→ **TEXTO DA PÁGINA**:
—————

São Paulo, sábado, 21 de maio de 2005

Texto Anterior | Próximo Texto | Índice

TENDÊNCIAS/DEBATES

O MST é um movimento autônomo?

NÃO

A dependência oculta

JOSÉ DE SOUZA MARTINS

O MST não é uma organização política autônoma nem é um movimento social que disponha, por isso, da independência própria dessa forma de manifestação das demandas sociais. Mas é uma importante expressão do que vem se tornando a política na modernidade anômala dos países de grandes desencontros entre o desenvolvimento econômico e o desenvolvimento social, como o Brasil. Países em que populações retardatárias da história emergem nas brechas do sistema político e apresentam, de forma ritualmente tradicionalista, suas demandas sociais aparentemente extemporâneas. Estamos em face da realidade política de populações que tentam fazer um acerto de contas com a história.
Justamente porque sua data histórica sugere que suas demandas são demandas atrasadas e fora de época é que a organização assume a aparência de uma autonomia que não é real. De modo que, mesmo com seus aliados mais importantes, de cujas organizações são, hoje, suportes fundamentais, como o PT e a igreja, pode manter uma relação de estranhamento crítico que se manifesta em cobranças, como essas da marcha do MST sobre Brasília. Mas, chegam lá, o presidente veste o boné mais uma vez e os ministros dizem que já está tudo certo e arranjado. A reivindicação oculta da marcha atendeu a uma necessidade do governo: dar visibilidade para os seus êxitos, ainda que limitados, na questão agrária, muito aquém do anunciado. Sobretudo mostrar um governo aberto às reivindicações camponesas.
O MST é certamente uma organização constitutiva do Partido dos Trabalhadores, uma base do partido. Sem a Pastoral da Terra -da qual o MST se origina- e sem o MST, dificilmente o PT teria se expandido tão extensamente no interior e dificilmente se tornaria o único partido brasileiro com uma ampla base rural e popular. Em termos da extensão territorial de sua presença, o PT é muito mais um partido rural do que um partido operário.
Quando, na campanha eleitoral de Lula à Presidência, essa organização decidiu refrear suas manifestações e as ocupações de terra, fê-lo exatamente para não prejudicar a candidatura petista, para não a carimbar com nenhum timbre de radicalismo. O calendário das agitações no campo regulado pelo calendário eleitoral, não só nesse caso, tem sido uma boa indicação do vínculo partidário da organização.

—————

→ **OBJETIVO DA TAREFA**:
Reproduza fielmente, do texto sobre a autonomia do MST, o trecho que vai de "Justamente porque sua" até "às reivindicações camponesas.".

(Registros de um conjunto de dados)

—————

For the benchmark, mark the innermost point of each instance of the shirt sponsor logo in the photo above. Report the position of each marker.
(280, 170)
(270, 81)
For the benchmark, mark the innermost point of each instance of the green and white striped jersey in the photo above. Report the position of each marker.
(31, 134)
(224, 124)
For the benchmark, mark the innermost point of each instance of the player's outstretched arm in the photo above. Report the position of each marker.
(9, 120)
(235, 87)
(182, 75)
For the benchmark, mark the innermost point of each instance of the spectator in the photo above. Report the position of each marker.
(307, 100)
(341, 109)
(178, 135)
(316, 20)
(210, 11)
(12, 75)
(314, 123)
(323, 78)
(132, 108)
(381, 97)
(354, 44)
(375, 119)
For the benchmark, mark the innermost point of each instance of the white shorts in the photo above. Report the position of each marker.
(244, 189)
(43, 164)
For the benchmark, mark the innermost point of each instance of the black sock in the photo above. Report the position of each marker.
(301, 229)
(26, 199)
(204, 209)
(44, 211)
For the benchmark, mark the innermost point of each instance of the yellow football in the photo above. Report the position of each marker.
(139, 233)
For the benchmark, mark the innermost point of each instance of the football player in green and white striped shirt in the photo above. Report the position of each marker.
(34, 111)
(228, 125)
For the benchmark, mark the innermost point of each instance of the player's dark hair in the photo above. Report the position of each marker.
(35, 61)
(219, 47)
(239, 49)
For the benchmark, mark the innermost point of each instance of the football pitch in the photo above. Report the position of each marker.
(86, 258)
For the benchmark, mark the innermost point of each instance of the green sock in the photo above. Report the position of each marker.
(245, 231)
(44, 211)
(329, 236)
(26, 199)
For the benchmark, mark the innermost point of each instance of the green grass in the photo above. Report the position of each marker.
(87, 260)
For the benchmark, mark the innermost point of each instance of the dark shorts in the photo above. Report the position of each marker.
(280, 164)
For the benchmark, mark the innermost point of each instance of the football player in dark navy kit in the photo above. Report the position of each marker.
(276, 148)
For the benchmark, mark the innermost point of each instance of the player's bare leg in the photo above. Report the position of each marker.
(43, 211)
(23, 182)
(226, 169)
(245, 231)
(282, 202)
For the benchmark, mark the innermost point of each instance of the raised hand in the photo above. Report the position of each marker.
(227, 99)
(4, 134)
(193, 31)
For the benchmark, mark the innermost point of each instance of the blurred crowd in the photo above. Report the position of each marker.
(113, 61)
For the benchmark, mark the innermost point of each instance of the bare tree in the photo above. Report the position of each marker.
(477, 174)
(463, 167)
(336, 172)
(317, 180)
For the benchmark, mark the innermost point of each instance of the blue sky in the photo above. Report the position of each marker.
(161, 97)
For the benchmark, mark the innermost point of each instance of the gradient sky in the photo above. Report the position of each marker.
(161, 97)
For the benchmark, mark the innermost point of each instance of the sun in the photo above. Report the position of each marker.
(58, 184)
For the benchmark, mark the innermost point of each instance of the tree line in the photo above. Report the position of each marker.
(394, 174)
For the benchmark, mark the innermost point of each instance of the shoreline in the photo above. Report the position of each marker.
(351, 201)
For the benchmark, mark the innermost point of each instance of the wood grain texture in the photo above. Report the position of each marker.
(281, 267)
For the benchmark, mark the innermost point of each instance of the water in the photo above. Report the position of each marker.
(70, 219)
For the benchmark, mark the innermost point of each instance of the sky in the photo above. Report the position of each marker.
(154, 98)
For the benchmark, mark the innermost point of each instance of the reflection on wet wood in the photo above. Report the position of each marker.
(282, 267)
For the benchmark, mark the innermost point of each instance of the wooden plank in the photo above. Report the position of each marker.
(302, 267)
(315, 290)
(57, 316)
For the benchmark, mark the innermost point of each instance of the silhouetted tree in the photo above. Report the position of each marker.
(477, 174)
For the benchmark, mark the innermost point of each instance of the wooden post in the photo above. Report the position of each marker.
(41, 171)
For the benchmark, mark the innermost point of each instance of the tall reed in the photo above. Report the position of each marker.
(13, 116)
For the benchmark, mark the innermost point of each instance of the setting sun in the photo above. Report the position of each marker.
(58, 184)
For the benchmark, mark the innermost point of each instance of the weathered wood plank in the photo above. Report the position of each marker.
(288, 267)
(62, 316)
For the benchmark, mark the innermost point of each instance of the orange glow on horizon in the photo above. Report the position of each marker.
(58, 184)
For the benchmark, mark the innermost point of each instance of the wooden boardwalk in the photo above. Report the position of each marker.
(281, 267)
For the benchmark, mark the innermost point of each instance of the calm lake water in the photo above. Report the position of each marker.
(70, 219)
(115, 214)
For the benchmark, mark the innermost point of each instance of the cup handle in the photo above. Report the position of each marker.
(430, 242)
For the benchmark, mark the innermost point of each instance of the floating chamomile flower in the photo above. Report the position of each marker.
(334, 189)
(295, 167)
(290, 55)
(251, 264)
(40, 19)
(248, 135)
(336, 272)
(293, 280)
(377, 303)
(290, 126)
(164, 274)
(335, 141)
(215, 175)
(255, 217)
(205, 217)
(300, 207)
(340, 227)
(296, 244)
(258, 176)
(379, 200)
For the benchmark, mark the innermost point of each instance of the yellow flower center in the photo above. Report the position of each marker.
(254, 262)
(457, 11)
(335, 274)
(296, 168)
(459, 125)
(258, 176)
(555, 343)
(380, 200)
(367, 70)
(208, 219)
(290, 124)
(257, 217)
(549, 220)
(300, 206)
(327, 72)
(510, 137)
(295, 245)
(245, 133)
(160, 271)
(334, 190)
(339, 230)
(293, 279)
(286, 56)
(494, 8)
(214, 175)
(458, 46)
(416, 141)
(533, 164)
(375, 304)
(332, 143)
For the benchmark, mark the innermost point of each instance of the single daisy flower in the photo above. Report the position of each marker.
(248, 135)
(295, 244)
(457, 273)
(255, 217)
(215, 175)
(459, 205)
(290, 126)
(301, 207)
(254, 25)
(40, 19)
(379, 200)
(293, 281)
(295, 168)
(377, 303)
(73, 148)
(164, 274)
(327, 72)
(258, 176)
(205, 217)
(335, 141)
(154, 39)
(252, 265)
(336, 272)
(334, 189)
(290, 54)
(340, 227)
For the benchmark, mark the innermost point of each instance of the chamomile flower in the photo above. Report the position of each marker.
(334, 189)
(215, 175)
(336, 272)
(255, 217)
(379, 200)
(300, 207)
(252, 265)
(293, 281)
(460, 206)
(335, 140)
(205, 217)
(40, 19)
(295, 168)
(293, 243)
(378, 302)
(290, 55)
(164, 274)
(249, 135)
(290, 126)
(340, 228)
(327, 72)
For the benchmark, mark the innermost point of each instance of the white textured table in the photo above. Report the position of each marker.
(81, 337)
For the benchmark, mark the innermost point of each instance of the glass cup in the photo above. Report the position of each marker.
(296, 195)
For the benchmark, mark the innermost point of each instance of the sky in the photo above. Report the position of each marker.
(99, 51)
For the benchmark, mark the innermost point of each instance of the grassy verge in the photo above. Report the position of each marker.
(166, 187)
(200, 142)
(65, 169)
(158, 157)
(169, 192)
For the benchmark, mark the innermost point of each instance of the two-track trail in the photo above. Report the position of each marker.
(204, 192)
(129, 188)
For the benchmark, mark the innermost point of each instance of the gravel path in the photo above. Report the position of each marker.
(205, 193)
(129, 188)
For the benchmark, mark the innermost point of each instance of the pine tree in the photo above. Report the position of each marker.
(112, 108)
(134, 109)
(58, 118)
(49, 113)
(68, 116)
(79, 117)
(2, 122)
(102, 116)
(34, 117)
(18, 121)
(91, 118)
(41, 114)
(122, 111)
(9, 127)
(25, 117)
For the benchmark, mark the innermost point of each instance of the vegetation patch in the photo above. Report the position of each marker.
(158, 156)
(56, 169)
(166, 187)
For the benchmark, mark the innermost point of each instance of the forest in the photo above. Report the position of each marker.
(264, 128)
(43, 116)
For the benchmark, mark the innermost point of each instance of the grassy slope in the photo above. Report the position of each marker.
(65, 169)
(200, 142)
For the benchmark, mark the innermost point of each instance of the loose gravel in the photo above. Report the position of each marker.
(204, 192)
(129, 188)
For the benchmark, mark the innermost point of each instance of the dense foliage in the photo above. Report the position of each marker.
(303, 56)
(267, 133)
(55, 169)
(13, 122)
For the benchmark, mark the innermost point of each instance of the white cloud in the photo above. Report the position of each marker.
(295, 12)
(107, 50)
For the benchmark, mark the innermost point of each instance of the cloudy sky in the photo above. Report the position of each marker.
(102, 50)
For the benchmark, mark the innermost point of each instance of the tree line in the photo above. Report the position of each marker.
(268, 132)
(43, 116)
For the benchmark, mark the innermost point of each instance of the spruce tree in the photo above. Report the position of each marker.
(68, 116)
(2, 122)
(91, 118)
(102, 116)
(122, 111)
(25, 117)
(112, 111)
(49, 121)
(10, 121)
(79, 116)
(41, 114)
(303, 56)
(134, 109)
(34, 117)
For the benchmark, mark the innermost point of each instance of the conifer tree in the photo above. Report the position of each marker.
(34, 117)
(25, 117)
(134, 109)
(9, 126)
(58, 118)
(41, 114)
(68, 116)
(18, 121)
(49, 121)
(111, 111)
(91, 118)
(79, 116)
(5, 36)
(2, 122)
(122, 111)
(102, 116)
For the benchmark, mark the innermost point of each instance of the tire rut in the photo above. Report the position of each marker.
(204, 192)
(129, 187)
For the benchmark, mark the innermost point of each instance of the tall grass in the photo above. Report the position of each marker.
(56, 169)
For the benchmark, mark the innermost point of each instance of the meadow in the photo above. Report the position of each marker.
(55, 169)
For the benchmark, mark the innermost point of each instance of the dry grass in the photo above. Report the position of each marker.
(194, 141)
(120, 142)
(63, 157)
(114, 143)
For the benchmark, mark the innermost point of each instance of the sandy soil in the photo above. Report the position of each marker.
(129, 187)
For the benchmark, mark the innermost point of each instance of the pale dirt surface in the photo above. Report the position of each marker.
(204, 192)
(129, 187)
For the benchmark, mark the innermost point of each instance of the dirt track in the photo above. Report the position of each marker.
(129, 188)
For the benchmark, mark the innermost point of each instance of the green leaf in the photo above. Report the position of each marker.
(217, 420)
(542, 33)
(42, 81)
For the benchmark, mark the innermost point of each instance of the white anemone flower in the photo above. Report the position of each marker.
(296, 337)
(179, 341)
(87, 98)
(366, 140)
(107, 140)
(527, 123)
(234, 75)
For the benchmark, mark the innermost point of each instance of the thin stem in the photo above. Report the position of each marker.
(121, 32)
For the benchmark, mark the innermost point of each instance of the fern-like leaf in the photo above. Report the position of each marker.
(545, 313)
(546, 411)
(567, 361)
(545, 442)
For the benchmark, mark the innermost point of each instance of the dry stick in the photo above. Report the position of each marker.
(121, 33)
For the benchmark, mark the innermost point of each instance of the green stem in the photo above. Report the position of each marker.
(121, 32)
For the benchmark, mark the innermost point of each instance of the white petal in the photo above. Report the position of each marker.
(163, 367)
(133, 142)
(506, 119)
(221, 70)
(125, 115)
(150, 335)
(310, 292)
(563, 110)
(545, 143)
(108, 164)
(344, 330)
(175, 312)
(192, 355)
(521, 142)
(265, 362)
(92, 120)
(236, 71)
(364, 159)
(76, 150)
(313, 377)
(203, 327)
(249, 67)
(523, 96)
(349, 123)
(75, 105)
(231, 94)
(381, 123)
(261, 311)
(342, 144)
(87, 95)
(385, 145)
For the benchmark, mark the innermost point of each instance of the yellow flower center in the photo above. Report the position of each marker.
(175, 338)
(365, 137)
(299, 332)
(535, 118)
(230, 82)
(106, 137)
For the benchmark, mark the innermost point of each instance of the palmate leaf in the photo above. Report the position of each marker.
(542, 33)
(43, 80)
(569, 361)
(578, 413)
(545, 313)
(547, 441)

—————

→ **EM RESPOSTA**:
Justamente porque sua data histórica sugere que suas demandas são demandas atrasadas e fora de época é que a organização assume a aparência de uma autonomia que não é real. De modo que, mesmo com seus aliados mais importantes, de cujas organizações são, hoje, suportes fundamentais, como o PT e a igreja, pode manter uma relação de estranhamento crítico que se manifesta em cobranças, como essas da marcha do MST sobre Brasília. Mas, chegam lá, o presidente veste o boné mais uma vez e os ministros dizem que já está tudo certo e arranjado. A reivindicação oculta da marcha atendeu a uma necessidade do governo: dar visibilidade para os seus êxitos, ainda que limitados, na questão agrária, muito aquém do anunciado. Sobretudo mostrar um governo aberto às reivindicações camponesas.